Requirement — Each line from the one containing "Query: hair tie" to the end of the entries below must be restated exactly, and no other line should appear.

'''

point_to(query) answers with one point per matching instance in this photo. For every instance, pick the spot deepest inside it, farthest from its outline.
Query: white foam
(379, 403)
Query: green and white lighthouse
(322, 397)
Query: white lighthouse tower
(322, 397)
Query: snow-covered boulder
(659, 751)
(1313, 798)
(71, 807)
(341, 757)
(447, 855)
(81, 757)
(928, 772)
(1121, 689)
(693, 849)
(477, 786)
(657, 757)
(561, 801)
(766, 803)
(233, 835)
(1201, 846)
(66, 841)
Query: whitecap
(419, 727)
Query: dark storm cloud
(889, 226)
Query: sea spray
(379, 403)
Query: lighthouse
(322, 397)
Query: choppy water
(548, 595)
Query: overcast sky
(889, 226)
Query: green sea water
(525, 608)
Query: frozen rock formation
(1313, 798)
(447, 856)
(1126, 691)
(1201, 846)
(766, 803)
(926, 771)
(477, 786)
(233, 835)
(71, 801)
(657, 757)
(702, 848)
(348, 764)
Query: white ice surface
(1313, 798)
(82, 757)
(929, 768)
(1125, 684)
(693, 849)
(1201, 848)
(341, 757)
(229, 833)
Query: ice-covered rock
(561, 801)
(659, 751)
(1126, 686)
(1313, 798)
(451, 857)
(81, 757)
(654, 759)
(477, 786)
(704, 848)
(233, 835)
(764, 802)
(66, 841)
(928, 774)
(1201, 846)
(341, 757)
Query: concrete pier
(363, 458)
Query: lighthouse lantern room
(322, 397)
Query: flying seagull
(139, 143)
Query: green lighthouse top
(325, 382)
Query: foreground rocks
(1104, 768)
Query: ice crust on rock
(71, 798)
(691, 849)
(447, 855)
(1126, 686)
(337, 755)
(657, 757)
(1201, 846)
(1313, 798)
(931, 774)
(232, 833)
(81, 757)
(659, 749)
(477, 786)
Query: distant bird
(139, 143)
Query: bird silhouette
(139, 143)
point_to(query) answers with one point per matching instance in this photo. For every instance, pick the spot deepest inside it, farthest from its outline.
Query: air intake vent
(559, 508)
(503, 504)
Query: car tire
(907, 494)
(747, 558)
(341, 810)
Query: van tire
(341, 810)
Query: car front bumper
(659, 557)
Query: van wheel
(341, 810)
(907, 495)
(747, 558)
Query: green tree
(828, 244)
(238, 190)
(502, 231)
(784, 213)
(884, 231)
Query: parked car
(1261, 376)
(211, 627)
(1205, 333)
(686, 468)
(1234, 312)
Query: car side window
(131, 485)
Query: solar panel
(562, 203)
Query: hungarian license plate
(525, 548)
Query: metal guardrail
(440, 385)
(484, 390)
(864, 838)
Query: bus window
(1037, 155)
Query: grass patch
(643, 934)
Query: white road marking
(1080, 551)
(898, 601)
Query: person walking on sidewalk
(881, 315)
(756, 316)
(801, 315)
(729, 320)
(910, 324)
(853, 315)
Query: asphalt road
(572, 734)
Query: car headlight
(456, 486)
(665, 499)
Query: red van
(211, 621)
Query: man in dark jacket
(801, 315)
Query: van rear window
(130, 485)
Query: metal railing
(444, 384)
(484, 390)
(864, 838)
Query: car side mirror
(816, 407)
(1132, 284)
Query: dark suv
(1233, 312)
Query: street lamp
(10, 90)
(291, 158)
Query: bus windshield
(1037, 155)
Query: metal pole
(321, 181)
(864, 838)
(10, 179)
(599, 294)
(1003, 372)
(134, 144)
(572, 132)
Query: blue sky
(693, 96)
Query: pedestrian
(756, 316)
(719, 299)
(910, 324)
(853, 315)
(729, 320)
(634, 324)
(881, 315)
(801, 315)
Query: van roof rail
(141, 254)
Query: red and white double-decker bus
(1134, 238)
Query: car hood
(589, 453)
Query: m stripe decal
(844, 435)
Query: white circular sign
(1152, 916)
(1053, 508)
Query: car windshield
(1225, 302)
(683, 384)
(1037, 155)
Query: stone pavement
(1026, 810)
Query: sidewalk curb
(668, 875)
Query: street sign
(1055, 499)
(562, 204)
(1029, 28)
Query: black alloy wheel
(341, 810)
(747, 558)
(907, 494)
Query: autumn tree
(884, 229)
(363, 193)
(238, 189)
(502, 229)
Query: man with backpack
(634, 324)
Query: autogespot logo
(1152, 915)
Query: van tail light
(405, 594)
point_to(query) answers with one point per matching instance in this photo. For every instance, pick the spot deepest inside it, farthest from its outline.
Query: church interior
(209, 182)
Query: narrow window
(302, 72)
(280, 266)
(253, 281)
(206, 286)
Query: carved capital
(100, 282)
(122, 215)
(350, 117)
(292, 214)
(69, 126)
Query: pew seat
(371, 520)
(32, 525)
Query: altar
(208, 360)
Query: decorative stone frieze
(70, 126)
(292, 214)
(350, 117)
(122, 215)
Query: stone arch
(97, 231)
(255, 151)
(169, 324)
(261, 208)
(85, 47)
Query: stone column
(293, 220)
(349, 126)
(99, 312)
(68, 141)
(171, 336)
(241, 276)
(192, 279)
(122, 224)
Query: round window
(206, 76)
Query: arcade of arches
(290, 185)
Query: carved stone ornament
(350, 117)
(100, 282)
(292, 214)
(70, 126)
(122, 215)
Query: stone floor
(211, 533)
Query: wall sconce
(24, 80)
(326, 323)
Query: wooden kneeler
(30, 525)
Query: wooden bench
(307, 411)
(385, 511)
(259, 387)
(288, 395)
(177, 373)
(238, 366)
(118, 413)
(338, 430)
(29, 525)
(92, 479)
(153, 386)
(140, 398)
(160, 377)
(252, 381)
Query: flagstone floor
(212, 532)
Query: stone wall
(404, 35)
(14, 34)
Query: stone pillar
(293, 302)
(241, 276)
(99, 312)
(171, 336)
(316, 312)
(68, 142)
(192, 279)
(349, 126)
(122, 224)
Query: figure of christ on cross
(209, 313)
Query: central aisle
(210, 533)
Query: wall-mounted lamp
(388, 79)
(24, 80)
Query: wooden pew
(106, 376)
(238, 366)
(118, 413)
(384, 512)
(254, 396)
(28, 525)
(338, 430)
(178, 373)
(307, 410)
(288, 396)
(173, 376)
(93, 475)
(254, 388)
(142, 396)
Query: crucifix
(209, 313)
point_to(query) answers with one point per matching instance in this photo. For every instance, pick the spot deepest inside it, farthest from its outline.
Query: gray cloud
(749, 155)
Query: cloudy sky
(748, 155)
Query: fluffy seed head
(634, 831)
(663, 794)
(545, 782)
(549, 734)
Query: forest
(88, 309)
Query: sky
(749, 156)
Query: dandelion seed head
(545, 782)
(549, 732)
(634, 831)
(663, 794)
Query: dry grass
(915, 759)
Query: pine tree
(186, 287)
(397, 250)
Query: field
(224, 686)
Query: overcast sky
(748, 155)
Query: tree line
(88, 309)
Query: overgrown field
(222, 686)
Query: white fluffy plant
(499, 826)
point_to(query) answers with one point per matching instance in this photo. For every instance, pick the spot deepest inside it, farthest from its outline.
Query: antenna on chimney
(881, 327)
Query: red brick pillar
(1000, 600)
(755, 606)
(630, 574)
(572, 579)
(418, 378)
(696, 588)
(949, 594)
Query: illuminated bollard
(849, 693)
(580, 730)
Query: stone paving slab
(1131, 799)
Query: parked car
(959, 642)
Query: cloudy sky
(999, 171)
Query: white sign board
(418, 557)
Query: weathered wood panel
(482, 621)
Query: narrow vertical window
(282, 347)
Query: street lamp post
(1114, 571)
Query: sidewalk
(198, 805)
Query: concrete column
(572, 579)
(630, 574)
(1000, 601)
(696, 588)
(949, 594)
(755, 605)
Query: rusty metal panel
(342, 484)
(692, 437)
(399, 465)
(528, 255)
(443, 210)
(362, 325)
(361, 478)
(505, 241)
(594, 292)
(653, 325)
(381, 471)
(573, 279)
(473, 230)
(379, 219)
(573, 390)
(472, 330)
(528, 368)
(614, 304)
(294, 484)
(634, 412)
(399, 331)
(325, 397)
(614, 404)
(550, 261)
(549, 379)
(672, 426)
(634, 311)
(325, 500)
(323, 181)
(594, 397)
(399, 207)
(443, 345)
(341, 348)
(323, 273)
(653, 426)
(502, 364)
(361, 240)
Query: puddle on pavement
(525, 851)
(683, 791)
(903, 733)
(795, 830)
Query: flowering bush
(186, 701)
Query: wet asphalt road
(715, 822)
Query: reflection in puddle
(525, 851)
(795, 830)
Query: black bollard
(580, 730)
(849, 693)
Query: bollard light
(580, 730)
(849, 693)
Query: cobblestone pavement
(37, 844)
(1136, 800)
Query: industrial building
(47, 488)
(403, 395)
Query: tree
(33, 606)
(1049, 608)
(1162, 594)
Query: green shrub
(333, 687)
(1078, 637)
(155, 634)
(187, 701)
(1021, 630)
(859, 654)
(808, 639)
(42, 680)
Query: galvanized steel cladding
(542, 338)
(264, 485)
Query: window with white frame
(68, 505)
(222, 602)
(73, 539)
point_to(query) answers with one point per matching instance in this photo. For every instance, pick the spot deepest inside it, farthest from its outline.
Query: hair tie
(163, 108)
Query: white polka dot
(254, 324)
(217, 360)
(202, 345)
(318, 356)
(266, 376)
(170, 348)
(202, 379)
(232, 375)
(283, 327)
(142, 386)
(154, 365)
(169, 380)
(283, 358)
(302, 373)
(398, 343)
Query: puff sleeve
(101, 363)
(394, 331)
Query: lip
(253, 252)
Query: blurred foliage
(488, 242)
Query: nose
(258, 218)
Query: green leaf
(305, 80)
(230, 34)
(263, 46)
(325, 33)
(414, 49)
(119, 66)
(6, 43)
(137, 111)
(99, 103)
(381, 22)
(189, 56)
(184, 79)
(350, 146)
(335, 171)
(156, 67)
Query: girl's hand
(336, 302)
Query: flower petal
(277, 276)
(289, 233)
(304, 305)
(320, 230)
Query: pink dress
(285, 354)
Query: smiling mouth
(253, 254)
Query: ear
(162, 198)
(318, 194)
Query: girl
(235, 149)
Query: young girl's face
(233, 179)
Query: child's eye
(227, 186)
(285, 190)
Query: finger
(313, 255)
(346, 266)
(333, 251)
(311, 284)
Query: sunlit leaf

'''

Response area —
Query: hair tie
(163, 108)
Query: white polka dot
(254, 324)
(217, 360)
(202, 345)
(318, 356)
(266, 376)
(170, 348)
(202, 379)
(232, 375)
(283, 327)
(142, 386)
(154, 365)
(169, 380)
(283, 358)
(302, 373)
(398, 343)
Query: puff sleeve
(101, 363)
(394, 331)
Query: lip
(253, 252)
Query: blurred foliage
(488, 242)
Query: nose
(258, 218)
Query: green leaf
(305, 80)
(230, 34)
(263, 46)
(325, 33)
(414, 49)
(119, 66)
(6, 43)
(137, 111)
(99, 103)
(381, 22)
(189, 56)
(184, 79)
(350, 146)
(335, 171)
(156, 67)
Query: girl's hand
(336, 302)
Query: flower petal
(277, 276)
(289, 233)
(304, 305)
(320, 230)
Query: pink dress
(285, 354)
Query: smiling mouth
(253, 254)
Query: ear
(162, 198)
(318, 194)
Query: girl
(235, 149)
Query: young girl's face
(233, 179)
Query: child's eye
(227, 186)
(285, 190)
Query: finger
(313, 255)
(346, 266)
(333, 251)
(311, 284)
Query: sunlit leaf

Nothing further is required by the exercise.